Credo che il fatto di non averlo più in squadra si sia rivelato, oltre che un upgrade tecnico, anche un ENORME upgrade sul lato umano.


----------



## Shmuk (15 Giugno 2022)

diavolo ha scritto:


> Ieri nonostante la figuraccia a stento tratteneva quel suo fastidioso sorrisetto, si è incupito solo quando la giornalista ha rimarcato che quell'errore errore sul 4-0 non era la prima volta che lo faceva.



Non se l'aspettava, lesa maestà... ma ho come l'impressione che saranno un leit motv del suo prosieguo di carriera questi richiami alla realtà...


----------



## Cataldinho (15 Giugno 2022)

Ennesima dimostrazione del suo vero valore, non solo di quello sul campo. Da queste parti conoscevamo da tempo il suo reale livello. Si sta palesando il suo essere incapace di fare autocritica, lui non sbaglia mai, sono gli altri i folli che gli vanno contro, che sia il Milan rifiutandosi di strapagare le sue misere capacità calcistiche, o quel cattivone di Benzema che osando pressarlo ha mostrato davanti a riflettori internazionali, quanto cesso il 99 sia coi piedi.
Donnarumma sta dimostrando alcune qualità tipiche di juve e inter. Vive in un mondo tutto suo, dove lui è bello e profumato e gli altri puzzano, e che senza protezioni il suo vero valore è decisamente più misero di quanto si volesse far credere.


----------



## Ninni21 (15 Giugno 2022)

admin ha scritto:


> Ggio Donnaruma dopo il KO con la Germania e dopo l'ennesimo errore:"_Ci è mancato tutto stasera. Scuse non ce ne sono. Anche un po’ di stanchezza con cinque gare in 20 giorni a fine caponato e non è facile ma non vogliamo trovare scuse. Ci dispiace per i tifosi per quello che hanno visto. Qualche occasione l’abbiamo avuta ma non va bene. Adesso analizzeremo tutto e insieme ripartiremo. L’errore sul gol? Assolutamente. Sul 4-0 potevo capire la situazione e buttarla via. Dopo gli errori si cresce e adesso bisogna solo guardarci in faccia, riposare e ritornare molto più forti"

> [Righe del dataset di puntamento di oggetti]
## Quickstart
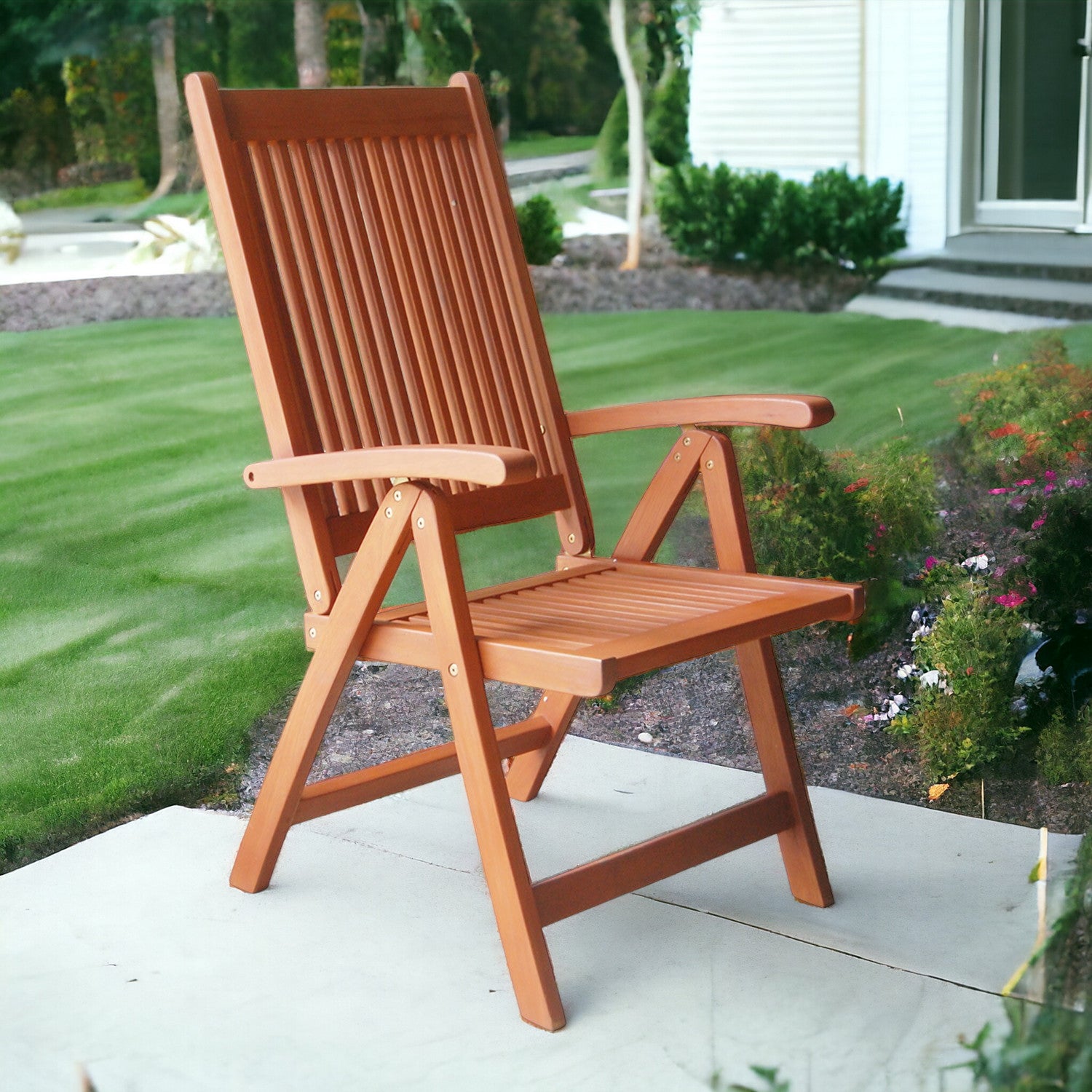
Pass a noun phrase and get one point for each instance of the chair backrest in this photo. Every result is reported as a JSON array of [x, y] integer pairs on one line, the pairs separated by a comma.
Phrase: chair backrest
[[384, 296]]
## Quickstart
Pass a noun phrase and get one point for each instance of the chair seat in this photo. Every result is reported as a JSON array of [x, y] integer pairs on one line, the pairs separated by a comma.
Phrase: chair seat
[[582, 629]]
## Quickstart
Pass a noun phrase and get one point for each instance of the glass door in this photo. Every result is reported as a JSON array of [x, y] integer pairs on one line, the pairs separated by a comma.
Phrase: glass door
[[1034, 65]]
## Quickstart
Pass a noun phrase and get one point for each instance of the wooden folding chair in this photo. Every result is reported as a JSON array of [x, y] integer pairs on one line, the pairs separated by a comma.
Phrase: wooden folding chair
[[408, 395]]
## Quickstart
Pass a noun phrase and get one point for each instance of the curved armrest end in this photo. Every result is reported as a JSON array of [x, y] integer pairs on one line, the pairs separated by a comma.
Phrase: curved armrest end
[[474, 463], [786, 411]]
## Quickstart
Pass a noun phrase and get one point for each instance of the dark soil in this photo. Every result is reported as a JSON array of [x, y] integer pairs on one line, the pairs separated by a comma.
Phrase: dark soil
[[696, 710]]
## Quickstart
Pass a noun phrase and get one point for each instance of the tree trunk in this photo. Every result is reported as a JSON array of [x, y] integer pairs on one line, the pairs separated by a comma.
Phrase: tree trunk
[[635, 111], [310, 28], [167, 105]]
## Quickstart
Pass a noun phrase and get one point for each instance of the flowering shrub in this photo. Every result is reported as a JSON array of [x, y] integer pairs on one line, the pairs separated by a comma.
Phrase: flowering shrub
[[1020, 422], [967, 654]]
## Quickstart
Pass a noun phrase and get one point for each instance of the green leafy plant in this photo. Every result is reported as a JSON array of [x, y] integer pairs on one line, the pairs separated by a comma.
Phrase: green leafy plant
[[1048, 1046], [539, 229], [854, 222], [1022, 421], [962, 714], [668, 119], [612, 155]]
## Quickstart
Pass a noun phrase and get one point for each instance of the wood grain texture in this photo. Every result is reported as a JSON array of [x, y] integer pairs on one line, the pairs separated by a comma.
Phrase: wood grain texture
[[478, 463], [411, 771], [786, 411], [617, 874], [391, 325]]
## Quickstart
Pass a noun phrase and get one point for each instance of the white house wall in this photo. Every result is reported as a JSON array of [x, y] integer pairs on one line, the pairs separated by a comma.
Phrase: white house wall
[[775, 84], [906, 69], [802, 85]]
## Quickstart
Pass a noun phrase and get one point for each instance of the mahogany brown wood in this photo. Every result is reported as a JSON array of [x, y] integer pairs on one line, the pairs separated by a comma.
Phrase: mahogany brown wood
[[408, 393]]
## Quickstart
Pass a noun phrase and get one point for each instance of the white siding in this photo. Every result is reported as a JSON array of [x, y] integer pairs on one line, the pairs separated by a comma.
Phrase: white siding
[[777, 84], [906, 50]]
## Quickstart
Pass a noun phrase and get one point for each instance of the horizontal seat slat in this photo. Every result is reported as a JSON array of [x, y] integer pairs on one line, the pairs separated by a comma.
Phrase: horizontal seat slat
[[580, 630]]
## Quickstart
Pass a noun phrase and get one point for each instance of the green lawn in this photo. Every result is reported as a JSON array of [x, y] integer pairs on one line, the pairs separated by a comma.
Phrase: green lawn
[[150, 609], [74, 197], [537, 144]]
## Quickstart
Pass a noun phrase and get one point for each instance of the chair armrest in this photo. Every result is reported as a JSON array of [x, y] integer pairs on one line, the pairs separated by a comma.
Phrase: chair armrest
[[788, 411], [478, 464]]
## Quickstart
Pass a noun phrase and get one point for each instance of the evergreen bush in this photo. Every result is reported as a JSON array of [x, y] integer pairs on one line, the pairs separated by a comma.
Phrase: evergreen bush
[[539, 229], [612, 146], [666, 128], [724, 216]]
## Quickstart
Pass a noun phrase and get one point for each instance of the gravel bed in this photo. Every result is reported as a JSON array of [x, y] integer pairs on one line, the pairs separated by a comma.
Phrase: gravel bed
[[585, 279]]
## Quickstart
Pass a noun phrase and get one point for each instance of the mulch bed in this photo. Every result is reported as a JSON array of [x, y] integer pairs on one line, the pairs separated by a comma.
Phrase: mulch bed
[[697, 711]]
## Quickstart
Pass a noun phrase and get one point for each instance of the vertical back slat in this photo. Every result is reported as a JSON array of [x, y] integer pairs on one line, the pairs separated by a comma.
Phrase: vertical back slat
[[402, 319]]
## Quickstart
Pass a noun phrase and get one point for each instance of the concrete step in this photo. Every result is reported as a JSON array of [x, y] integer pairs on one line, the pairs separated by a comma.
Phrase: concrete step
[[1053, 297]]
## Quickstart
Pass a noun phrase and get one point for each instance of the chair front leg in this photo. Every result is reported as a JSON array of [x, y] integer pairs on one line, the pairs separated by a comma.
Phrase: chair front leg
[[502, 858], [353, 613]]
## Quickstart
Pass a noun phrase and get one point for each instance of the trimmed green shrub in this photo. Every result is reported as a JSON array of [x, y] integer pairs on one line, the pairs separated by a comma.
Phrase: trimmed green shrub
[[854, 222], [724, 216], [539, 229], [720, 215], [666, 128]]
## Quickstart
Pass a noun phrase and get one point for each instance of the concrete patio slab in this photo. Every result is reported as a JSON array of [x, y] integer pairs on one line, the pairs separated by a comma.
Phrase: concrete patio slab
[[946, 314], [373, 961]]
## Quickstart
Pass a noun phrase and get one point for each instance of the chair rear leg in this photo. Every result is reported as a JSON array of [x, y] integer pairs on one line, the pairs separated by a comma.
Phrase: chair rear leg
[[781, 768], [528, 772]]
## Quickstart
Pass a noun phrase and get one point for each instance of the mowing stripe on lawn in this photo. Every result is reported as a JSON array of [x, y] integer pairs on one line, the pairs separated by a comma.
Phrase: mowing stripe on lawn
[[150, 605]]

> [Consegna 1] Nella discussione su Donnarumma, quante gare in quanti giorni cita il portiere per spiegare la stanchezza della squadra?
> [Consegna 2] Prosegui la discussione su Donnarumma dal punto in cui si interrompe.
Per questo lavoro i record non sono necessari.

> [Risposta attesa 1] Cinque gare in 20 giorni.

> [Risposta attesa 2]
> 
> "Il mio errore, ripetuto? Quando è capitato? Col Real Madrid che c’era fallo? Se vogliamo fare polemiche su queste cose facciamole. Io faccio un discorso di squadra. Se vuoi dare la colpa a me, sono il capitano, mi prendo le mie responsabilità. Dagli errori si impara. Penso che volete fare ancora questione sugli errori_“.



Forse sbaglierò, ma non c'è solo l'errore sul quinto goal. Ad esempio, il primo gli passa tra le gambe e sul terzo ha la reattività di un panda (in tema di reattività, se fossi in lui prenderei lezioni da Maignan). 

Fa piacere vedere come vanga coccolato da tutti da quando ha lasciato il Milan, compreso Mancini, ma da un portiere che chiede 24 mln di euro lordi, ci si aspetterebbe che non passi neanche un filo d'aria.


----------



## diavoloINme (15 Giugno 2022)

Ninni21 ha scritto:


> Forse sbaglierò, ma non c'è solo l'errore sul quinto goal. Ad esempio, il primo gli passa tra le gambe e sul terzo ha la reattività di un panda (in tema di reattività, se fossi in lui prenderei lezioni da Maignan).
> 
> Fa piacere vedere come vanga coccolato da tutti da quando ha lasciato il Milan, compreso Mancini, ma da un portiere che chiede 24 mln di euro lordi, ci si aspetterebbe che non passi neanche un filo d'aria.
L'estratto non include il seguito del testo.